## Task brief
Echo the Nobody movie review word for word, everything from "Mansell lives with" down to "to the story.".

## Text block

=== Begin Enclosure ===

While addicts await their fix with the final series of Better Call Saul, its star, Bob Odenkirk, may ease their withdrawal symptoms somewhat with his full-length movie Nobody, released in June 2021. In the film, he plays Hutch Mansell, a decent, hard-working husband, and father - a "Mr. Ordinary" - a role that's a far cry from the sleazy anti-hero lawyer, Saul Goodman.
Mansell lives with his wife and children in a quiet suburb and leads an everyday family life. Director Ilya Naishuller emphasizes the "ordinariness" by showing Mansell doing the same mundane things each day of the week, one week after another. He is so ordinary that almost every week, on garbage day, he brings the garbage out late, just as the collection truck disappears down the street. Each day he goes to work at an engineering company where he is an accountant and part-owner. The type of engineering work the company does is not specified, but that fact is not particularly relevant to the story.
This systematic way of life would likely continue for decades, except that fate has other plans. On his daily bus ride to work, a group of young thugs climbs on board and starts to harass passengers. Suddenly a switch flips in Mansell's head, and this ordinary guy changes into a not-so-ordinary one - a semi-dormant alter ego seems to take over. Without elaborating and spoiling the plot, the hooligans quickly discover that they have taken on the wrong guy to their detriment.

=== End Enclosure ===

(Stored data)
=== Begin Enclosure ===

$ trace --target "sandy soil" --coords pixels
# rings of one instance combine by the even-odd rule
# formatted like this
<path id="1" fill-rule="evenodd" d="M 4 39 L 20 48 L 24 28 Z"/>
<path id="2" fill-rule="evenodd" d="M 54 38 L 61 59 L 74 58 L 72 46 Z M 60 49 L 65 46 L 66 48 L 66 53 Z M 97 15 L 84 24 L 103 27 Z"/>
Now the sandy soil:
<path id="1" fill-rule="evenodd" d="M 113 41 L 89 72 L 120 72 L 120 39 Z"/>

=== End Enclosure ===

## Answer space
Mansell lives with his wife and children in a quiet suburb and leads an everyday family life. Director Ilya Naishuller emphasizes the "ordinariness" by showing Mansell doing the same mundane things each day of the week, one week after another. He is so ordinary that almost every week, on garbage day, he brings the garbage out late, just as the collection truck disappears down the street. Each day he goes to work at an engineering company where he is an accountant and part-owner. The type of engineering work the company does is not specified, but that fact is not particularly relevant to the story.